- _WHAT NEEDS TO BE DONE_:
Reproduce every one of the entries below word for word, keeping each line as it appears.

- _DATA EXTRACT_:

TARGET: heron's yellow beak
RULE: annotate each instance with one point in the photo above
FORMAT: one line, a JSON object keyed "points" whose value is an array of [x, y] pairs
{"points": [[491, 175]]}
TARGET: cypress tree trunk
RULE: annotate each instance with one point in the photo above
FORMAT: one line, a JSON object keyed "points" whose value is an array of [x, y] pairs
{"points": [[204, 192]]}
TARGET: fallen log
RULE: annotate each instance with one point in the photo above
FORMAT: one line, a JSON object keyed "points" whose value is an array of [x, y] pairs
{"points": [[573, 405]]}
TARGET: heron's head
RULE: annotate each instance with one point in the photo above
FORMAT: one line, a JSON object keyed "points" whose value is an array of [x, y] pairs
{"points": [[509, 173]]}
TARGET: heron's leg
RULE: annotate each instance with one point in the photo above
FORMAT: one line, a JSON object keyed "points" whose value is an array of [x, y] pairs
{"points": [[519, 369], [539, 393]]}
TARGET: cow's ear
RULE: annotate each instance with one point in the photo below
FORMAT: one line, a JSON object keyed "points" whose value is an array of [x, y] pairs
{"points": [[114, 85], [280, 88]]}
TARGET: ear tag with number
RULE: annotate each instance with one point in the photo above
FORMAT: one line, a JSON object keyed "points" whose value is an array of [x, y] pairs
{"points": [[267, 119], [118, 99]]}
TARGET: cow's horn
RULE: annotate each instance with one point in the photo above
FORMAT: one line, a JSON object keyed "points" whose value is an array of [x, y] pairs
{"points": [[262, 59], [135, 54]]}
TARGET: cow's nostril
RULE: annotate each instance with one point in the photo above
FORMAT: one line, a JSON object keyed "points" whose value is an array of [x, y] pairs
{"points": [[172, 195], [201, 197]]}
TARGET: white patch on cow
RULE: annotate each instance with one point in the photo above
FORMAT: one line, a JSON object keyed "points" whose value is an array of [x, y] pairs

- _RESULT FOR THIS EXERCISE_:
TARGET: heron's yellow beak
RULE: annotate each instance with one point in the photo above
FORMAT: one line, a JSON object keyed "points" whose value is an array of [x, y] pairs
{"points": [[491, 175]]}
TARGET: cypress tree trunk
RULE: annotate each instance with one point in the photo above
FORMAT: one line, a JSON object keyed "points" whose value is an array of [x, y] pairs
{"points": [[204, 192]]}
TARGET: fallen log
RULE: annotate each instance with one point in the photo above
FORMAT: one line, a JSON object keyed "points" whose value is an array of [x, y] pairs
{"points": [[573, 405]]}
TARGET: heron's head
RULE: annotate each instance with one point in the photo above
FORMAT: one line, a JSON object keyed "points" whose value is an array of [x, y] pairs
{"points": [[509, 173]]}
TARGET: heron's leg
RULE: annotate each instance with one point in the photo above
FORMAT: one line, a JSON object keyed "points" whose value is an array of [x, y] pairs
{"points": [[519, 369], [539, 393]]}
TARGET: cow's ear
RULE: annotate each instance with one point in the photo below
FORMAT: one line, a JSON object keyed "points" whose value is an array of [x, y] pairs
{"points": [[114, 85], [280, 88]]}
TARGET: ear tag with number
RULE: annotate each instance with one point in the photo above
FORMAT: one line, a JSON object keyed "points" whose value is an array of [x, y] pairs
{"points": [[267, 119], [118, 99]]}
TARGET: cow's horn
RULE: annotate each instance with one point in the photo above
FORMAT: one line, a JSON object keyed "points" whose value is an array of [x, y] pairs
{"points": [[262, 59], [135, 54]]}
TARGET: cow's nostril
RULE: annotate each instance with one point in the photo above
FORMAT: one line, a JSON object keyed "points" whose value is an array of [x, y] pairs
{"points": [[172, 195], [201, 197]]}
TARGET: white patch on cow
RULE: annotate each instance with one point in the photo above
FORMAT: one line, a JSON object keyed "points" whose value is an array of [x, y] pairs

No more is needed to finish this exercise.